## DIRECTIONS
Transcribe, word for word, the line containing "of the blank" and each line following it through the end of the listing below. Omit all other lines.
start INFORMATION GIVEN
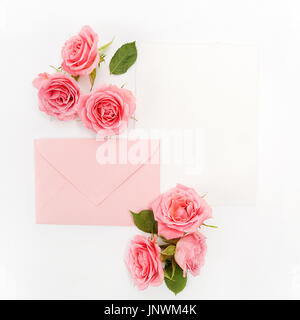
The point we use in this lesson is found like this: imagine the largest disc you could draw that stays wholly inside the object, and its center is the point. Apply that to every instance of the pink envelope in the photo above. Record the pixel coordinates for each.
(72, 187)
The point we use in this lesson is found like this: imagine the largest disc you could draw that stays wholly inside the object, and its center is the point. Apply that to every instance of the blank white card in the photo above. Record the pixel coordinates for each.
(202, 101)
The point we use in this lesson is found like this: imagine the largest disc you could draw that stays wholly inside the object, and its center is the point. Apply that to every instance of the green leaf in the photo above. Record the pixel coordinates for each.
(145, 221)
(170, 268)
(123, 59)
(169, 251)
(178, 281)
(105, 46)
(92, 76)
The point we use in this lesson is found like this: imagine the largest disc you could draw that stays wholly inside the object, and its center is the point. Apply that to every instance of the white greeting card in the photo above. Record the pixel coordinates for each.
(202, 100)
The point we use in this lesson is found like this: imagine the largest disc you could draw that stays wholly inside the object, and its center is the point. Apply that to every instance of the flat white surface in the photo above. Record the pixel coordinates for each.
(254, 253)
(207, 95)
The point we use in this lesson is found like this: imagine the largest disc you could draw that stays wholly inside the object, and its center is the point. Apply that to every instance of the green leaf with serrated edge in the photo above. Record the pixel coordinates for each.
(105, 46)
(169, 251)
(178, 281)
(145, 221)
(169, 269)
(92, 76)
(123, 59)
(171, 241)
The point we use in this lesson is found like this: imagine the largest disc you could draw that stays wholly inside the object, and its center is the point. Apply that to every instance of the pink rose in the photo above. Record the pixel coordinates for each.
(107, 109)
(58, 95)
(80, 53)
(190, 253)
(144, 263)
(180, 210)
end INFORMATION GIVEN
## ANSWER BELOW
The point we use in this lesson is found like this: imagine the largest disc you could draw that stays wholly inside the object, and its center is the point. Apply that to every instance of the blank white card in the photo above. Record the pixel coordinates for each.
(202, 101)
The point we use in this lesson is found like this: imagine the largest disc you could draw that stays wholly inside the object, and its center is the point. Apply that to every instance of the green leaf in the photo above. Record the pixel coordinates for each.
(145, 221)
(170, 268)
(123, 59)
(169, 251)
(178, 281)
(105, 46)
(92, 76)
The point we use in this lesson is found like this: imagine the largest disc you could draw that stays wholly inside the object, and its center is the point. Apply that to every instance of the white greeting card in the photo above. Record the pixel coordinates for each.
(202, 100)
The point we use in this lesson is found like this: imagine the largest disc you could draw that stays wholly inside the object, and its center is the point. Apply that to every instance of the flat white surface in the photo above. Record the pixel coordinates for each.
(254, 253)
(207, 95)
The point we use in this lesson is found like this: imagine the largest disc you could draw that stays wholly inside the object, and its center is the point. Apply that to every instance of the green leaf with serrated edge in the photo above. Record the pixel coordinates for each.
(105, 46)
(169, 251)
(178, 281)
(145, 221)
(169, 269)
(92, 76)
(123, 59)
(171, 241)
The point we use in this lesson is found like this: imagine the largest disc you could draw that stays wholly inside the object, and its center is the point. Apply that to every instance of the pink rose in the photo above. Record the pixel coordinates for each.
(107, 109)
(58, 95)
(80, 53)
(190, 253)
(144, 263)
(180, 210)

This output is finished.